Written tasks:
a. From the post on memory allocation, extract the passage starting at "That's not true" up to and including "due to this.".
b. Using the post on memory allocation, decide whether each statement agrees with it. Answer yes or no, and quote the deciding words.
(i) In MSVCRT6, new and malloc call the same function.
(ii) In MSVCRT7 multithreaded, memory allocations are preceded by a mutex lock.
(iii) Allocation under linux is described as slower than under Windows.
c. According to the post on memory allocation, what precedes memory allocations and releases in MSVCRT7 multithreaded?

Excerpt:
******************************
That's not true for MSVCRT6 - new and malloc call the same function, and in either Borland or Watcom I've heard that new actually gets thunked a bit before ultimately calling malloc anyway (so new is the same efficiency for management, but a hair slower).
In MSVCRT7 multithreaded, memory allocations (and releases) are preceded by a mutex lock which requires a context switch to the kernel (and back). Allocation under linux (at least under RedHat 9, and likely under all linux) is many times faster than under Windows due to this.
It sounds like the apache allocator works directly with pages though? (or is the 4k just an optimal number?) In the case of the apache web server I'd think that the common case is that you'd be repeatedly allocating and releasing similar sized chunks of memory, and the example of an ever-growing string is a little unusual. If you optimize for the former, then when a block of memory is released you want to keep it around in its current size because it's very likely another call will request the same size block again momentarily. If you optimize for the later then you want to combine smaller blocks into bigger blocks agressively, or if that's not possible then ditch the smaller blocks because it's likely that the smaller blocks will never be reused.
******************************
Information provided:

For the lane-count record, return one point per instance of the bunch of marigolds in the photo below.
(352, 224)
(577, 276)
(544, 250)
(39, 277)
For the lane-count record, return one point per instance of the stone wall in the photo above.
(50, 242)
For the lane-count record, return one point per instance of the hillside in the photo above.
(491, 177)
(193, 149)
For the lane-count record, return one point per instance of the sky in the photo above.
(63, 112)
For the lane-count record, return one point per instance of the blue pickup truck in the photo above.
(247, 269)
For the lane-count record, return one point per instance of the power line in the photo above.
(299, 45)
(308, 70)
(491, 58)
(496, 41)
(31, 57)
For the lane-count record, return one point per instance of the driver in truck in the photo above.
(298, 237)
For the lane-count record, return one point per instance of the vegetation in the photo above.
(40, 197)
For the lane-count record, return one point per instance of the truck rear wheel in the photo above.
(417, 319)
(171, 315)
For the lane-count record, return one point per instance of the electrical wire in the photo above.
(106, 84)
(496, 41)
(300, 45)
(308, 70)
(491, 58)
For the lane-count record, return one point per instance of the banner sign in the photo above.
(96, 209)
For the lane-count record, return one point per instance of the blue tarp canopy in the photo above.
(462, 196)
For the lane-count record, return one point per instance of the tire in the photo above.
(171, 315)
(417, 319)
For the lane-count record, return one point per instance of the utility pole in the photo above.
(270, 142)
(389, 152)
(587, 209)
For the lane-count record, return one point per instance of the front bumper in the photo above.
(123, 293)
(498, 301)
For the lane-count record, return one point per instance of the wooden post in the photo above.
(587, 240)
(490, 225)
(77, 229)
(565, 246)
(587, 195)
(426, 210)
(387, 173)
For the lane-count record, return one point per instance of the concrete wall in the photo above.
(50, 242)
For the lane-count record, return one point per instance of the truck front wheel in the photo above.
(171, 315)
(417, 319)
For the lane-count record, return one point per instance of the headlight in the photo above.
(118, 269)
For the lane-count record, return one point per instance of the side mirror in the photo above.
******************************
Exercise responses:
a.
That's not true for MSVCRT6 - new and malloc call the same function, and in either Borland or Watcom I've heard that new actually gets thunked a bit before ultimately calling malloc anyway (so new is the same efficiency for management, but a hair slower).
In MSVCRT7 multithreaded, memory allocations (and releases) are preceded by a mutex lock which requires a context switch to the kernel (and back). Allocation under linux (at least under RedHat 9, and likely under all linux) is many times faster than under Windows due to this.

b.
(i) Yes: "new and malloc call the same function"
(ii) Yes: "memory allocations (and releases) are preceded by a mutex lock"
(iii) No: "is many times faster than under Windows"

c. A mutex lock, which requires a context switch to the kernel (and back).